#### [Extrait du document]
Le dernier état doit être, à cet effet, décomposé, dans ses deux modes successifs, l'un scientifique, l'autre philosophique, respectivement analytique et synthétique. [...] Au fond, la science proprement dite est aussi préliminaire que la théologie ou la métaphysique et doit finalement être autant éliminée [...] J'ose même refuser aux sciences l'attribut de la pleine positivité, qui ne consiste pas seulement dans la réalité des spéculations, mais dans la combinaison continue avec l'utilité [...]

Lettre au docteur Audiffrent, 1857

 

Auguste Comte contre le déterminisme absolu

On me dira : "Bon, je vous l'accorde, Comte n'a pas été un scientiste. Mais avouez au moins que sa croyance en un déterminisme scientifique absolu et général a joué un rôle particulièrement néfaste dans l'histoire de la pensée humaine."

Et que pourrai-je répondre à cela ?

Eh bien je répondrai tout simplement que le Comte "déterministe", est tout aussi légendaire que le Comte "scientiste". Pour Comte, en effet, la science ne permettra jamais, même dans le domaine de la nature, des prédictions parfaites. Le "principal caractère" de la réalité est "trop peu déterminé par la science", écrit-il (Système, I, 316) -- et en particulier la connaissance scientifique de l'homme, individuel et social, "restera toujours inférieure à nos besoins réels" (ibid., 323). D'où l'idée, à première vue surprenante, qu'il exposera dans la préface de la Synthèse subjective, de compléter la science par la fiction néo-fétichiste : "pour compléter les lois, il faut des volontés" :

Même envers les moindres phénomènes, la détermination scientifique ne saurait devenir complète.

Système de politique positive, I, 315

l'immuabilité des lois naturelles ne saurait convenir aux phénomènes composés, et reste toujours bornée à leurs éléments irréductibles.

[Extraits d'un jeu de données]
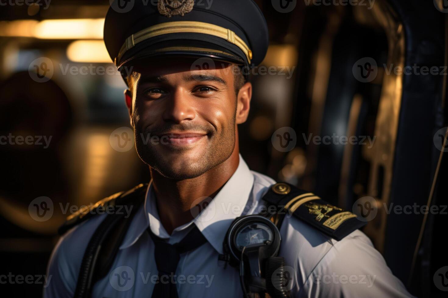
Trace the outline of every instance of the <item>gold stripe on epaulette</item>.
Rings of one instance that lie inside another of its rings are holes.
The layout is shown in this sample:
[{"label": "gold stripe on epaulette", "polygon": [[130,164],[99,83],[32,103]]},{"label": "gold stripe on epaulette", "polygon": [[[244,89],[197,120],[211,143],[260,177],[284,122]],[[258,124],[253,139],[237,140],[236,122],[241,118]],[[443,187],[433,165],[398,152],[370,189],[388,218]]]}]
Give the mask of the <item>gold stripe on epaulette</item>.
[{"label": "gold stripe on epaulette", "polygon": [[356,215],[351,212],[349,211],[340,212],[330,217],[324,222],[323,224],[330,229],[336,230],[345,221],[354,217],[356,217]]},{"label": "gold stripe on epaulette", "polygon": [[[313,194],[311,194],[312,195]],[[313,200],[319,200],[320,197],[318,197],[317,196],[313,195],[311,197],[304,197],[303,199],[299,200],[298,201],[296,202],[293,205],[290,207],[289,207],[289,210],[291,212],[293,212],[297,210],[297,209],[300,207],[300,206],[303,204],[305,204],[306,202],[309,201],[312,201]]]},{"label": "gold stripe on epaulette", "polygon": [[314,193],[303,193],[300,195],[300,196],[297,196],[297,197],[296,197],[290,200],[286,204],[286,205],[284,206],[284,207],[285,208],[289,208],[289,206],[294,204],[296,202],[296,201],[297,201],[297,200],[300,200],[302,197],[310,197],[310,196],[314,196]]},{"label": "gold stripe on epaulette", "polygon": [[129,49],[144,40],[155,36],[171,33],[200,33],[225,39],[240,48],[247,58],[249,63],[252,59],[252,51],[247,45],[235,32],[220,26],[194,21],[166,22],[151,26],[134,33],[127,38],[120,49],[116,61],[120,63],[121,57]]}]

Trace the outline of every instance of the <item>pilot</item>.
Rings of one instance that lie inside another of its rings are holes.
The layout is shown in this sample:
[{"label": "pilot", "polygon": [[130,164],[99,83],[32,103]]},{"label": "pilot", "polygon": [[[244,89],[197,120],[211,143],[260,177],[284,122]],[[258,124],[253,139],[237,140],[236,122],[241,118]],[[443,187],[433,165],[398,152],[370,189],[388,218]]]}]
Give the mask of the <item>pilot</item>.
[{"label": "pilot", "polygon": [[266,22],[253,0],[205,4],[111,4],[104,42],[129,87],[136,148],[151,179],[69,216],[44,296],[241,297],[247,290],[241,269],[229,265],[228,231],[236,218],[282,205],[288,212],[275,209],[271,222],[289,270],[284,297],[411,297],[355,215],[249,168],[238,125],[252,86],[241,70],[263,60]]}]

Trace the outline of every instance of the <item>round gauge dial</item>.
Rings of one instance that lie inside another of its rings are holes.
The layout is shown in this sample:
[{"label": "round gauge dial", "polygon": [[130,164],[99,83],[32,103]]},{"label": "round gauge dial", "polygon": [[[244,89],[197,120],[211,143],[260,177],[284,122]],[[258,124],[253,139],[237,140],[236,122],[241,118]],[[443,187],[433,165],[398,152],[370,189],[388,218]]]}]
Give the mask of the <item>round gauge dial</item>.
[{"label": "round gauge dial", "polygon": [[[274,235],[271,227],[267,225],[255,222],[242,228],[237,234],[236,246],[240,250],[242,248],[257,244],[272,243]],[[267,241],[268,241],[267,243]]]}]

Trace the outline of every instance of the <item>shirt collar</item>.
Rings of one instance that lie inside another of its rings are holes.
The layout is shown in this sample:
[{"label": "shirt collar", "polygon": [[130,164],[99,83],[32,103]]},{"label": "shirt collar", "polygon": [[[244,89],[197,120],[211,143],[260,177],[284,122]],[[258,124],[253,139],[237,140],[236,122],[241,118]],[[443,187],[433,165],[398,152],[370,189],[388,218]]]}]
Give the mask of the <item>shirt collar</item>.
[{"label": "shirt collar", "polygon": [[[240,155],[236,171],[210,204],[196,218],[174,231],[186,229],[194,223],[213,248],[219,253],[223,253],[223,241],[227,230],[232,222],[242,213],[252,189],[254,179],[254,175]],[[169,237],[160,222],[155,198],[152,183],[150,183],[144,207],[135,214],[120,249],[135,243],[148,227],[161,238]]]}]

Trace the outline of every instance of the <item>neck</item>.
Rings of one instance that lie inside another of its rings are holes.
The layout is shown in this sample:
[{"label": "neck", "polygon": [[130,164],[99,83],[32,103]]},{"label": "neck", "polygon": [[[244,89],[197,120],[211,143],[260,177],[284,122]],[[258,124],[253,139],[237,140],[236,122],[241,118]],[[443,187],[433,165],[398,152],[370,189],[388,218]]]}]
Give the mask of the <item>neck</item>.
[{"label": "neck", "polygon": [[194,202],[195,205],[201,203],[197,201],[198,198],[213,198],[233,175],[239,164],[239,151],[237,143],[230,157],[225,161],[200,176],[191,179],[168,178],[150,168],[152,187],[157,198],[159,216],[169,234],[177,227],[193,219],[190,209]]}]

#### [Consignes de travail]
**A)** D'après l'extrait sur Auguste Comte, quelle idée Comte expose-t-il dans la préface de la Synthèse subjective ?
**B)** Transcrivez le passage de l'extrait sur Auguste Comte situé entre "Lettre au docteur" et "répondre à cela ?", ces deux segments compris.

#### [Solutions dans l'ordre]
**A)** Il y expose l'idée de compléter la science par la fiction néo-fétichiste.

**B)**
Lettre au docteur Audiffrent, 1857

 

Auguste Comte contre le déterminisme absolu

On me dira : "Bon, je vous l'accorde, Comte n'a pas été un scientiste. Mais avouez au moins que sa croyance en un déterminisme scientifique absolu et général a joué un rôle particulièrement néfaste dans l'histoire de la pensée humaine."

Et que pourrai-je répondre à cela ?